**WHAT IS ASKED:**
a. According to the node.js proxy post, which version of node.js was the code updated to work with?
b. Transcribe the node.js proxy post starting at "I’ve also been" and ending at "should scale well.".
c. For each statement, say whether it agrees with the node.js proxy post and quote the words that decide it. (i) The proxy forwards requests to port 2000 on localhost. (ii) Holding connections in node causes threads to stack up and wait. (iii) During an upgrade, users would see an error page.

**EXCERPTED TEXT:**
■ ■ ■ ■ ■
Web proxy in node.js for high availability

written by paul on January 31st, 2010 @ 11:20 PM

Update (3/8/10): Updated code to work with version 0.1.30 of node.js

I’ve been thinking about high availability websites lately. In particular, I want sites that can be upgraded (including database migrations or even infrastructure changes) without downtime.

I’ve also been playing with node.js lately, and I decided to spike out a web proxy that would sit between users and the actual website (eg, a rails app). When performing upgrades, the proxy would hold users connections and wait. Once the upgrade was done, the proxy would forward requests as usual. Users would see an extra long request, but as long as the upgrade was short (eg, less than a minute), the user should not know the site was down.

This type of proxy server seems like a good fit with node. Node’s event model means that there will be very little overhead when holding connections. There are no threads stacking up and waiting. Since everything is non-blocking, this server should scale well.

Here is a very simple version of the code:


var fs = require('fs'),
   sys = require('sys'),
  http = require('http');

http.createServer(function (req, res) {
  checkBalanceFile(req, res);
}).listen(8000);

function checkBalanceFile(req, res) {
  fs.stat("balance", function(err) {
    if (err) {
      setTimeout(function() {checkBalanceFile(req, res)}, 1000);
    } else {
      passThroughOriginalRequest(req, res);
    }
  });
}

function passThroughOriginalRequest(req, res) {
  var request = http.createClient(2000, "localhost").request("GET", req.url, {});
  request.addListener("response", function (response) {
    res.writeHeader(response.statusCode, response.headers);
    response.addListener("data", function (chunk) {
      res.write(chunk);
    });
    response.addListener("end", function () {
      res.close();
    });
  });
  request.close();
}

sys.puts('Server running at http://127.0.0.1:8000/');

Here is a gist if anyone would like to fork.
■ ■ ■ ■ ■
**STORED ROWS:**
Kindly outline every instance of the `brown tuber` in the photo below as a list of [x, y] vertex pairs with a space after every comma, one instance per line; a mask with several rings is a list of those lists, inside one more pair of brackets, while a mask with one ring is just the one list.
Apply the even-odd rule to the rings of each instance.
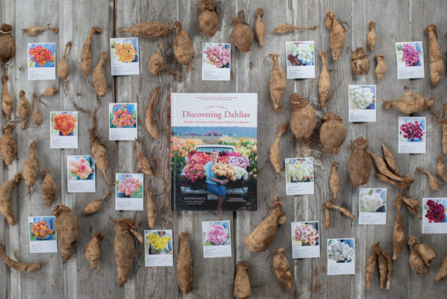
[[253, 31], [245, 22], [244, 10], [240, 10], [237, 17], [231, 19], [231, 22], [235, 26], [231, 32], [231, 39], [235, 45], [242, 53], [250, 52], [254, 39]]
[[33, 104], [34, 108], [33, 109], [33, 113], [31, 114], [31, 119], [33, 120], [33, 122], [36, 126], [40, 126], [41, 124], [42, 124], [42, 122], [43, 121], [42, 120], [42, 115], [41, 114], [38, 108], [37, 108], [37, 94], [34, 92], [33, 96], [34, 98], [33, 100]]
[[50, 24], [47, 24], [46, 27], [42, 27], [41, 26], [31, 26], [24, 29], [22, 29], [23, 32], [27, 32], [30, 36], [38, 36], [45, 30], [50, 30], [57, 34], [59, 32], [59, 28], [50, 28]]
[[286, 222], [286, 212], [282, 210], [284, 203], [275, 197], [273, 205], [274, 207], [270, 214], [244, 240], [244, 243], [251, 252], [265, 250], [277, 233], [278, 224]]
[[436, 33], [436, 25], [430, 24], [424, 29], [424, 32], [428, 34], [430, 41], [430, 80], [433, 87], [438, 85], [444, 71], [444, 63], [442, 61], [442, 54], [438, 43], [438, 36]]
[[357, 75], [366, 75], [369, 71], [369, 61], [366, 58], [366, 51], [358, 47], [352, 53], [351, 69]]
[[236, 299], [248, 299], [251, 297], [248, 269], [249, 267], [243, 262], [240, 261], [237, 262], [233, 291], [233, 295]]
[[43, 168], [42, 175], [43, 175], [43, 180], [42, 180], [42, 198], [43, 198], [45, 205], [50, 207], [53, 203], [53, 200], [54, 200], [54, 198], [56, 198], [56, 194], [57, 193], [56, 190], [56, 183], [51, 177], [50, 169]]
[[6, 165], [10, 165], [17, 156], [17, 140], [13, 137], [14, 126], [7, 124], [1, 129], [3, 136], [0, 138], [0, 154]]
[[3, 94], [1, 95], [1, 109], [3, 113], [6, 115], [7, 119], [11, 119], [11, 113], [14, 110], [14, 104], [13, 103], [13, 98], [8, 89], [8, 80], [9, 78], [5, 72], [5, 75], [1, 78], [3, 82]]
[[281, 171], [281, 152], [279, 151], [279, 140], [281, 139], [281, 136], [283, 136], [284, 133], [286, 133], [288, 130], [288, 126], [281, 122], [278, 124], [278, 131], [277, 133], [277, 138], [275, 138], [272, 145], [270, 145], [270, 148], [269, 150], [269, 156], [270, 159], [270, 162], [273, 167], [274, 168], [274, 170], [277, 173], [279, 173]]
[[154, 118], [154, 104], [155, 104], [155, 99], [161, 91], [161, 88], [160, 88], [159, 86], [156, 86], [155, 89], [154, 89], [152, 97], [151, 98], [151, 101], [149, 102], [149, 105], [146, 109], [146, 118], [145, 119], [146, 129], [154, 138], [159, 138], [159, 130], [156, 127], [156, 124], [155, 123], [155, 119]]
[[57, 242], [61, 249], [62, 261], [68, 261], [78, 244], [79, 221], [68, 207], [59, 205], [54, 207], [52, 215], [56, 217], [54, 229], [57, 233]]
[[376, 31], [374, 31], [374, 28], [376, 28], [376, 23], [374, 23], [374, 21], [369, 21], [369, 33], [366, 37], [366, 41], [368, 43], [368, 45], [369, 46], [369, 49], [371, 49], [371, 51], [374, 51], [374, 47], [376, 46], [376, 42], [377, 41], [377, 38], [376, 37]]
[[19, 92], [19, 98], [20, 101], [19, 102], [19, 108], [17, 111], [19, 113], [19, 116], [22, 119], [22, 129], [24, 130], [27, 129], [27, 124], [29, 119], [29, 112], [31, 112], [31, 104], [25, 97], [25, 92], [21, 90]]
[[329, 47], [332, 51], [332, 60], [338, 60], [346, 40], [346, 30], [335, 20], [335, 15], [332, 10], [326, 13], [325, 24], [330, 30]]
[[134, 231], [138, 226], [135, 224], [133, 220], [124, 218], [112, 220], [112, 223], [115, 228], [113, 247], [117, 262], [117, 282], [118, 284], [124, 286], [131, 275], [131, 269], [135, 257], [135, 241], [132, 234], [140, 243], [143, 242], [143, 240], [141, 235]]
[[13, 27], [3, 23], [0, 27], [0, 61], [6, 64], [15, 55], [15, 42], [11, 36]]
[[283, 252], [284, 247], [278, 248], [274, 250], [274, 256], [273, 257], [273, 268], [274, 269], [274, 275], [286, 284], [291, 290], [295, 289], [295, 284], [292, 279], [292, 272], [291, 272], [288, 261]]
■ ■ ■ ■ ■
**RESPONSES FOR EACH TASK:**
a. Version 0.1.30

b.
I’ve also been playing with node.js lately, and I decided to spike out a web proxy that would sit between users and the actual website (eg, a rails app). When performing upgrades, the proxy would hold users connections and wait. Once the upgrade was done, the proxy would forward requests as usual. Users would see an extra long request, but as long as the upgrade was short (eg, less than a minute), the user should not know the site was down.

This type of proxy server seems like a good fit with node. Node’s event model means that there will be very little overhead when holding connections. There are no threads stacking up and waiting. Since everything is non-blocking, this server should scale well.

c.
(i) Yes: "http.createClient(2000, "localhost")"
(ii) No: "There are no threads stacking up and waiting."
(iii) No: "Users would see an extra long request"